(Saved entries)
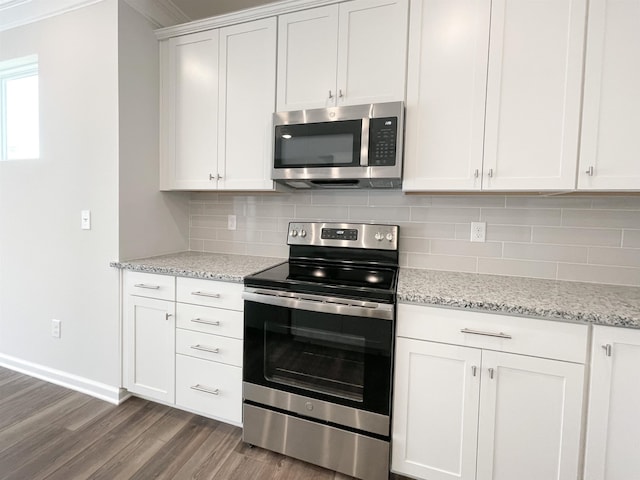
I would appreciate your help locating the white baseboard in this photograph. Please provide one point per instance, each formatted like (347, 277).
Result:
(99, 390)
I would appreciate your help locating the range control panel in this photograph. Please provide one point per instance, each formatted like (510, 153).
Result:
(353, 235)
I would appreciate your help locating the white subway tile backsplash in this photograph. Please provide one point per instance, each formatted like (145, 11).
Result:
(552, 253)
(601, 218)
(624, 257)
(466, 247)
(586, 238)
(577, 236)
(521, 216)
(444, 214)
(631, 238)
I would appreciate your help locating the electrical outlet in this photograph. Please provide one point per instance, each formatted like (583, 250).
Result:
(85, 219)
(56, 325)
(478, 231)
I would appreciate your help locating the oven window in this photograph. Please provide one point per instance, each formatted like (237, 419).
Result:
(300, 355)
(324, 144)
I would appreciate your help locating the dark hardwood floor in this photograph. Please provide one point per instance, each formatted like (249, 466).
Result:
(49, 432)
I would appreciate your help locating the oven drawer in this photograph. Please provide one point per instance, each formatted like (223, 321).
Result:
(209, 388)
(210, 293)
(505, 333)
(162, 287)
(217, 321)
(209, 347)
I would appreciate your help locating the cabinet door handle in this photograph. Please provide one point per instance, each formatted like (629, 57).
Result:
(206, 294)
(150, 287)
(486, 334)
(206, 322)
(204, 348)
(202, 388)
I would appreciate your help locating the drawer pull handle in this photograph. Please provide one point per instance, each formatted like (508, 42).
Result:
(201, 388)
(206, 294)
(206, 322)
(486, 334)
(204, 348)
(150, 287)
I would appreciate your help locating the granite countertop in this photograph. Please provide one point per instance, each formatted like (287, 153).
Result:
(211, 266)
(532, 297)
(550, 299)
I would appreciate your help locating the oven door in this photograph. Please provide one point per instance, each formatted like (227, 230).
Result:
(314, 348)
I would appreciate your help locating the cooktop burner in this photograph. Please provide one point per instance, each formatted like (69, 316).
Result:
(340, 260)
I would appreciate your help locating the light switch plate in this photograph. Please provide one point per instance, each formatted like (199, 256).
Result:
(85, 219)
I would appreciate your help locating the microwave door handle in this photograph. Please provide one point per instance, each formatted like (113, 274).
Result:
(364, 145)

**Aim of the exercise:**
Type out all the records verbatim, minus images.

**Expected answer:**
I would appreciate your help locating the white baseboard in this photograph. Please provide one point per instance, each formatted like (347, 277).
Result:
(99, 390)
I would appreciate your help locating the range control panel in this photograph. Please provide one point per instance, each formatted like (510, 153).
Result:
(353, 235)
I would appreciate your help locating the white subway tile backsplash in this photograph. Please provide one point per instance, each formatted like (145, 11).
Result:
(552, 253)
(601, 218)
(624, 257)
(466, 247)
(586, 238)
(577, 236)
(521, 216)
(444, 214)
(631, 238)
I would appreciate your help locating the electrical outlet in this photograph. Please provide one point per instance, each formatted like (583, 250).
Result:
(85, 219)
(56, 325)
(478, 231)
I would appreciate your help locating the oven window in this photograph. Please provide one point per instance, each formatted like (237, 419).
Result:
(300, 355)
(324, 144)
I would appreciate your help locating the dark hardwood floor in this photograph. Please provide one point per instance, each formatted like (249, 466).
Result:
(49, 432)
I would appreciate your help locating the oven drawer in this photograph. Please provide one point per instance, each formatted like (223, 321).
Result:
(209, 388)
(210, 293)
(505, 333)
(162, 287)
(217, 321)
(209, 347)
I would appreciate your help locating the cabinet door handle in this photograph. Please provide one point per instance, each formatted like (629, 57).
Result:
(206, 294)
(150, 287)
(486, 334)
(206, 322)
(204, 348)
(202, 388)
I would appreciate your help locating the drawer pull handle in this photograph. Please provide one point per instance, each formatted like (508, 42).
Result:
(201, 388)
(206, 294)
(206, 322)
(486, 334)
(204, 348)
(150, 287)
I would appreciate your help locating the granite countertop in this photograph. Please provide one point per instance, each formatted like (287, 153).
Result:
(211, 266)
(532, 297)
(550, 299)
I would appreciate your help locating the oven door in this photograph. Please provide one point per instance, each formatted like (227, 230).
Result:
(314, 348)
I would appreciate your help locating the cooktop burner in this photograph. Please provide one point per instance, each formatted like (69, 316).
Result:
(340, 260)
I would appreciate your help locating the light switch plate in this photograph. Please provide one point per instance, each formatted like (199, 256).
Result:
(85, 219)
I would appreciate your help locating the microwave door handle in this photograph. Please provide one point per instance, each formatted like (113, 274).
Result:
(364, 145)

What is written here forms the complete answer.